#### [Exercise objective]
Rewrite the rows below as a numbered list. Begin with the row that contains "Rules. Find each instance of the floor" and continue through the row that contains "point(210, 20)", including both of those rows and leaving out any blank lines.

#### [Dataset records]
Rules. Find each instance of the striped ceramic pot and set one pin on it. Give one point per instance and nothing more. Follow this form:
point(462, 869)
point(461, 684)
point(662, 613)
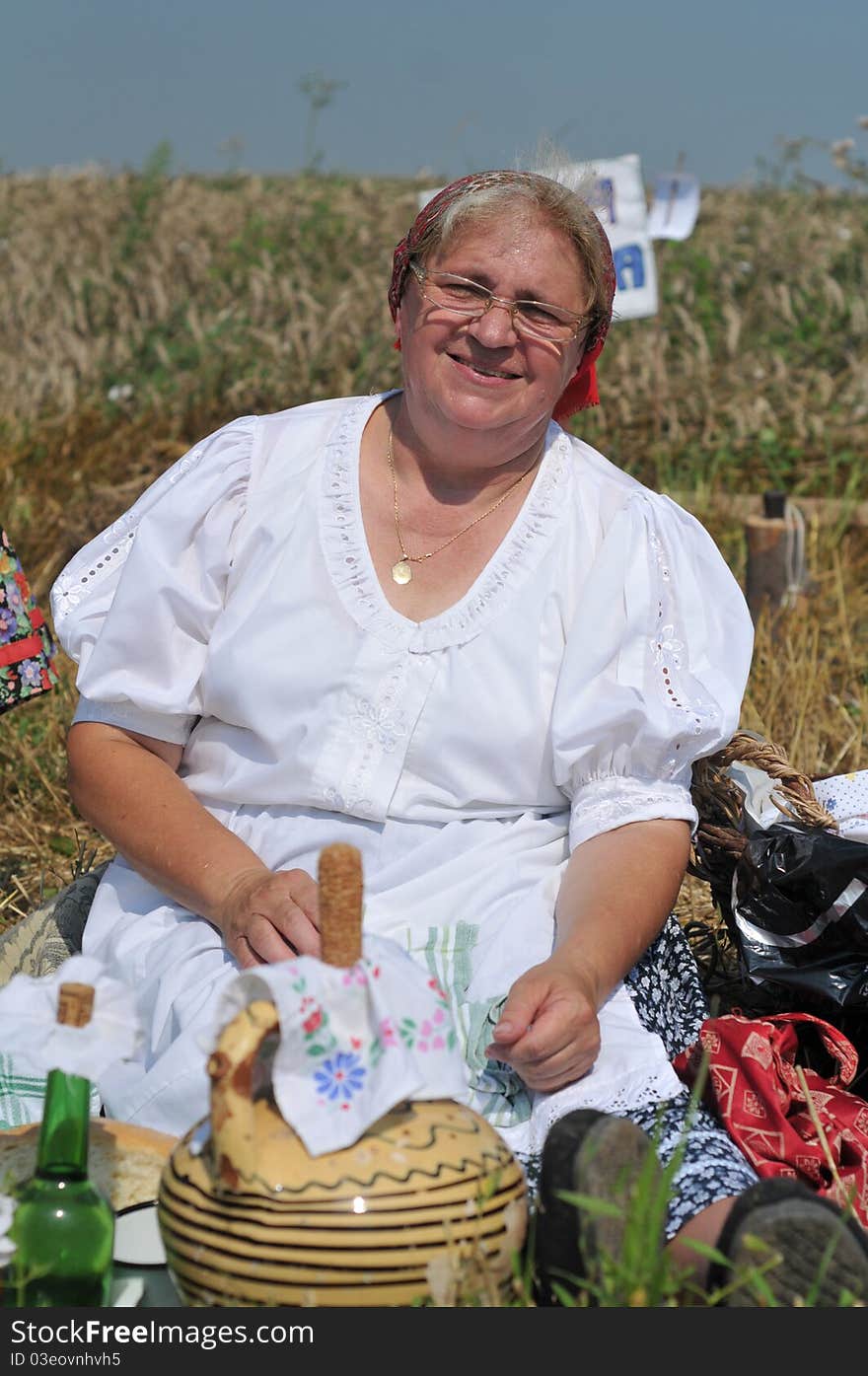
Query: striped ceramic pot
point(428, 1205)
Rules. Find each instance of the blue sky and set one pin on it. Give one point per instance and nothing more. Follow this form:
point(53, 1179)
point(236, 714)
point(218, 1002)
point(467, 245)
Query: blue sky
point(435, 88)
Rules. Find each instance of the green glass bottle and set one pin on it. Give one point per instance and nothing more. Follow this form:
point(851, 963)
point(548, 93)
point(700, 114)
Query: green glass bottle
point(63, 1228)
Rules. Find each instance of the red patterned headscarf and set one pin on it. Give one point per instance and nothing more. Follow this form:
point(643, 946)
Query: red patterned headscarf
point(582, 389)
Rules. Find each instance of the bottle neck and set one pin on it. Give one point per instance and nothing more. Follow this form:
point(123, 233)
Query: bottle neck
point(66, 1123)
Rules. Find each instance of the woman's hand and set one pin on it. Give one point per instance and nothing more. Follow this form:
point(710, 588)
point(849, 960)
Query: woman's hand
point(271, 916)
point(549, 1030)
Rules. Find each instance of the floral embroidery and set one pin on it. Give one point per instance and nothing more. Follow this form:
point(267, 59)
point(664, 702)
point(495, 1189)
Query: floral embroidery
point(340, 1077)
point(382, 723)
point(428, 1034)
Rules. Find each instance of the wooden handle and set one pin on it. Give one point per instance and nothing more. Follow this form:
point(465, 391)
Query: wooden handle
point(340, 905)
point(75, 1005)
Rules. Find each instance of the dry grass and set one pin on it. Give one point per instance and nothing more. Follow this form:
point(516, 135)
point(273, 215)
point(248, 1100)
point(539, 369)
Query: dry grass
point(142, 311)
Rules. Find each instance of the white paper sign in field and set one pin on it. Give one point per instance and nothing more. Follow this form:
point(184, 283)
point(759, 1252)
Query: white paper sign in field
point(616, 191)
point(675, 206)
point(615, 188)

...

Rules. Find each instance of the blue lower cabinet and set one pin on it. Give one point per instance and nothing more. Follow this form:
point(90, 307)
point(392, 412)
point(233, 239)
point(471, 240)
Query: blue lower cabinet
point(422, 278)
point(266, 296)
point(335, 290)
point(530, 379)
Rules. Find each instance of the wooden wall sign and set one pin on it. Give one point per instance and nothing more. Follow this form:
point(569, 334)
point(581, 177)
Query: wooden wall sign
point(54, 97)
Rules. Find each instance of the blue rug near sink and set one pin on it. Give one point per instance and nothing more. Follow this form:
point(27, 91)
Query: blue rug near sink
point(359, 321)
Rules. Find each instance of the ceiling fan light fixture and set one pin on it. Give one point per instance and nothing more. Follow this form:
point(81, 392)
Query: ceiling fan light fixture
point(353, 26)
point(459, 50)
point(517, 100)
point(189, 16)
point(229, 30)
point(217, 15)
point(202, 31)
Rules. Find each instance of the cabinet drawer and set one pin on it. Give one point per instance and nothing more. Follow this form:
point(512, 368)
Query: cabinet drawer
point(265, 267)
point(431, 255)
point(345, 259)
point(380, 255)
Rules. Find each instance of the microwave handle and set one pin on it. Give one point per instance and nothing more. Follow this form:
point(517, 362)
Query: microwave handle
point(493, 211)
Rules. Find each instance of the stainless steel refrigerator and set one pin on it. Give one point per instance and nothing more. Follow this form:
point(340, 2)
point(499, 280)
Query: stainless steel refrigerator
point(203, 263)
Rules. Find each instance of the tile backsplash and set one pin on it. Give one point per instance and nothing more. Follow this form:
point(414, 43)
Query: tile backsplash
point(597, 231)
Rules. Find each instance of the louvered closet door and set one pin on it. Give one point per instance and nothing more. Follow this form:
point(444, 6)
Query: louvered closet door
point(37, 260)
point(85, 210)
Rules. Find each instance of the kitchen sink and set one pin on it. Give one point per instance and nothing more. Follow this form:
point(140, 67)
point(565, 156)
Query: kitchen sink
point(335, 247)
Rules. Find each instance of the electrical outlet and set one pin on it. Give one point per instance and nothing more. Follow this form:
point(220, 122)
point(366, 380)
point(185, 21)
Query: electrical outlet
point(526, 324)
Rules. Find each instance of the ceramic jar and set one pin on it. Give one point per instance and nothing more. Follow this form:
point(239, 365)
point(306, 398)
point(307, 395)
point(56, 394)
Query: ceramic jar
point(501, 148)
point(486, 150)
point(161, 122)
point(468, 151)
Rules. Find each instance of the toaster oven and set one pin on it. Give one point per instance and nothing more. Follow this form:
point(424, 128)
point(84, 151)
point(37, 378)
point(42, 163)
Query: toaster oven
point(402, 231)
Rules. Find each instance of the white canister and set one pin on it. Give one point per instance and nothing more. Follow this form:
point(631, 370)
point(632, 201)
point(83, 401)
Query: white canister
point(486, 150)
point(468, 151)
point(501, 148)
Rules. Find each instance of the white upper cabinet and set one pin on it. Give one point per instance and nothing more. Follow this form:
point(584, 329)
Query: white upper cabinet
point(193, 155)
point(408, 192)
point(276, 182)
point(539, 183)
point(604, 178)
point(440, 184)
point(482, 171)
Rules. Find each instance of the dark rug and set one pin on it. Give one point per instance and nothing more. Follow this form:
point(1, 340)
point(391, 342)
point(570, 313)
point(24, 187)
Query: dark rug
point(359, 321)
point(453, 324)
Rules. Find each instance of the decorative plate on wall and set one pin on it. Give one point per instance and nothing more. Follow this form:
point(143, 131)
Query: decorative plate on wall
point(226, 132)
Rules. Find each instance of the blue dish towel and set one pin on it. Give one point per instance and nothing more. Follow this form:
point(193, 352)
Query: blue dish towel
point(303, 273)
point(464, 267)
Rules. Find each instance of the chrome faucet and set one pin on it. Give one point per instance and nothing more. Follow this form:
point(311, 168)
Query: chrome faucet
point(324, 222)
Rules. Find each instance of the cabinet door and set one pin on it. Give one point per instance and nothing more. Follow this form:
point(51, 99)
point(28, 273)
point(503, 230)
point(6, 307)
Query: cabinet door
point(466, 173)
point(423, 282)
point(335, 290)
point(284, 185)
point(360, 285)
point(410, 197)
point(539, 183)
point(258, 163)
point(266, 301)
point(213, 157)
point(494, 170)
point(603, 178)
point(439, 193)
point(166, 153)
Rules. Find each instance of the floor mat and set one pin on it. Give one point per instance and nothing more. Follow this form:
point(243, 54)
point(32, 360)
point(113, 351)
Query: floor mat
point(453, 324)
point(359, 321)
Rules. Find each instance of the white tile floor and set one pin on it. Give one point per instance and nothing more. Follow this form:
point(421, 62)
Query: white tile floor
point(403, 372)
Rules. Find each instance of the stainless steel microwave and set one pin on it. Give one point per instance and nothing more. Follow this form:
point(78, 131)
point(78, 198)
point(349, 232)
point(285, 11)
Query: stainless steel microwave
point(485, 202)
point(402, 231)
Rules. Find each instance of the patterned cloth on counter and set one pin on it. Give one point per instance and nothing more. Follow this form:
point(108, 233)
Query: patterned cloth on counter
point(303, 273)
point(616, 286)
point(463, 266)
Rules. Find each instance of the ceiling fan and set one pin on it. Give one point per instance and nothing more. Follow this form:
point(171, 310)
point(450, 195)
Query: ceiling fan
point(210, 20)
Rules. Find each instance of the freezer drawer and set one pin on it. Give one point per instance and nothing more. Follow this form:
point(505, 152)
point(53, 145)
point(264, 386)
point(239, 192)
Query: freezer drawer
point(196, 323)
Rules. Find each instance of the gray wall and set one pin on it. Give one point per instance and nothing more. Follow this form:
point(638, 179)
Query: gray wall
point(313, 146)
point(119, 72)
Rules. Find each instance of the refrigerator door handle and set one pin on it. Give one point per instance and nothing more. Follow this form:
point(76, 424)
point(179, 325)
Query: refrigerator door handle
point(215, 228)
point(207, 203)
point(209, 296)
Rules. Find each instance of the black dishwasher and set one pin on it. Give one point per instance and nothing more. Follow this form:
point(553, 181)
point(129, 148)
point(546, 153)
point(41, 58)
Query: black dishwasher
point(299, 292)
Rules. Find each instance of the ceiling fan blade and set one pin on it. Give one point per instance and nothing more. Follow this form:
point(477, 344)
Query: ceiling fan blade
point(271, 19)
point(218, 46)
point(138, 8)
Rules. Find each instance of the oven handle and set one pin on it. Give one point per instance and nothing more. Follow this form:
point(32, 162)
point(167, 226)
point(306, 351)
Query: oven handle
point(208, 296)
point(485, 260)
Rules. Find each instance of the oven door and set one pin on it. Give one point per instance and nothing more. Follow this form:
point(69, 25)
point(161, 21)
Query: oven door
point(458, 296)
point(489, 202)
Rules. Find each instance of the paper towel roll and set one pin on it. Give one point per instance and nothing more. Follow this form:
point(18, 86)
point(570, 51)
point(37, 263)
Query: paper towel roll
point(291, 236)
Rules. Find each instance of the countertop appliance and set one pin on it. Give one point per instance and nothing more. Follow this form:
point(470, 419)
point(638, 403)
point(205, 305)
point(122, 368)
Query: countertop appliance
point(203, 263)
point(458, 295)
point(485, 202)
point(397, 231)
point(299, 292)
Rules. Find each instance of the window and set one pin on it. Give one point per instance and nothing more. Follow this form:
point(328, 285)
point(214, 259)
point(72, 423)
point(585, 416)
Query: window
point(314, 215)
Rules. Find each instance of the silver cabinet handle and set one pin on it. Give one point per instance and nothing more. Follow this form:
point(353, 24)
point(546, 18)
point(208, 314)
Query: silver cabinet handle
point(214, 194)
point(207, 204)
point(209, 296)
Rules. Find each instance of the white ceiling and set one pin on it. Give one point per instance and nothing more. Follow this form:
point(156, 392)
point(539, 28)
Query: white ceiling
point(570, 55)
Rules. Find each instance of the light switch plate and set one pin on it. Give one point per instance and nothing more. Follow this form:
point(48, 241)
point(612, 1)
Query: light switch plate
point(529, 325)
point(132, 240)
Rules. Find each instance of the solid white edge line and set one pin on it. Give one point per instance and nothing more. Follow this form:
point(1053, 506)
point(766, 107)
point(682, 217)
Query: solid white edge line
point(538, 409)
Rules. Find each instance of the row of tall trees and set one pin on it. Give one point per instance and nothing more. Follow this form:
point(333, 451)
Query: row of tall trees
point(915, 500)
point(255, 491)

==

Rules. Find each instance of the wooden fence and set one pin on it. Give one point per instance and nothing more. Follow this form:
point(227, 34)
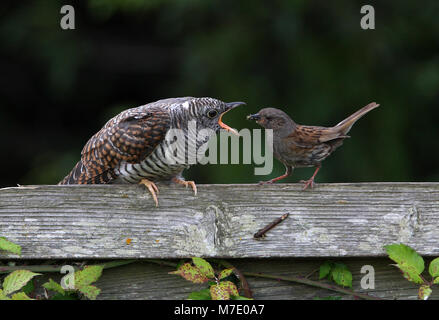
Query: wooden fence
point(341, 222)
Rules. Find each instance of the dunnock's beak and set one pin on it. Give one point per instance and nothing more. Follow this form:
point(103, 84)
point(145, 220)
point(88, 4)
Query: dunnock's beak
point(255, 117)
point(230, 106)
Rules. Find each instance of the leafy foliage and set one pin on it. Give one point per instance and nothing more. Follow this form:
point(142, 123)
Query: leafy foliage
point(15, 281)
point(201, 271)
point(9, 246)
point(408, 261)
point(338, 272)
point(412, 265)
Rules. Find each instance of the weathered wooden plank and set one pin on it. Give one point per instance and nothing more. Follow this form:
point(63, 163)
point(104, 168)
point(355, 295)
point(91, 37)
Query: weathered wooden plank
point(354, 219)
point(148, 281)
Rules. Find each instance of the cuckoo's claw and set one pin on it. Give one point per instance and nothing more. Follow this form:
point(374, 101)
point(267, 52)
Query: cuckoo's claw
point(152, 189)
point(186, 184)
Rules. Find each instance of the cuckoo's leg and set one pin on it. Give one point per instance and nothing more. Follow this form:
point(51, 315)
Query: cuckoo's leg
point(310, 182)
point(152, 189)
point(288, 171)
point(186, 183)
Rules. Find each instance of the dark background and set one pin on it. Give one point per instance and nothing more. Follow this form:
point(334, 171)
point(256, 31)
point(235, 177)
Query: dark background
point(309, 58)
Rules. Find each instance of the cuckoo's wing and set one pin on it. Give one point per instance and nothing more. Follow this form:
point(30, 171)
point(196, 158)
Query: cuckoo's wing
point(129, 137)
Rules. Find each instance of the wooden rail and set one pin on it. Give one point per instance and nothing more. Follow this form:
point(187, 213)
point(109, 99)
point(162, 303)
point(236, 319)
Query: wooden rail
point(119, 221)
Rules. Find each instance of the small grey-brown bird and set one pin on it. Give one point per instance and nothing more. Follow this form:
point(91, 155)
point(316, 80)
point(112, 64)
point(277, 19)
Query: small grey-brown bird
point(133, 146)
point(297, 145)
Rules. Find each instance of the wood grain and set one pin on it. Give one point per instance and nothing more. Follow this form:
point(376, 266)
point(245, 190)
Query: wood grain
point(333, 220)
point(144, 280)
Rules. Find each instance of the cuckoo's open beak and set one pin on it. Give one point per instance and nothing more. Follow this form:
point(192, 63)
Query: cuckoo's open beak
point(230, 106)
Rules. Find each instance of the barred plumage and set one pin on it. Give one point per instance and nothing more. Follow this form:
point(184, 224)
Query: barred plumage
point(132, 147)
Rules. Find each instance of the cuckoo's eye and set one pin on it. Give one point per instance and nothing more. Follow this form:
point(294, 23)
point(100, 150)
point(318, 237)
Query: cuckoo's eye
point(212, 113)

#### [The solution]
1. Rules. Find each instance of the floor mat and set one pin on it. Give one point per instance and nothing more. Follow this form:
2. point(243, 54)
3. point(32, 360)
4. point(113, 351)
5. Query: floor mat
6. point(453, 324)
7. point(359, 321)
8. Rules. Find each instance of the white tile floor and set one pin on it. Give one point per instance and nothing more. Follow this form:
9. point(421, 62)
10. Query: white tile floor
11. point(403, 372)
12. Rules. Find each instance of the stainless steel microwave and set one pin on it. Give one point per instance and nothing more. Follow this form:
13. point(78, 131)
14. point(78, 198)
15. point(349, 232)
16. point(285, 11)
17. Query: stainless steel microwave
18. point(485, 202)
19. point(402, 231)
20. Rules. Find each instance of the patterned cloth on counter and set one pin on it. Give one point per instance and nothing more. Follow this form:
21. point(108, 233)
22. Query: patterned cloth on counter
23. point(303, 273)
24. point(616, 286)
25. point(463, 266)
26. Rules. Find each instance of the ceiling fan and set one pin on it. Give one point per instance and nothing more. Follow this form:
27. point(171, 310)
28. point(450, 195)
29. Query: ceiling fan
30. point(210, 20)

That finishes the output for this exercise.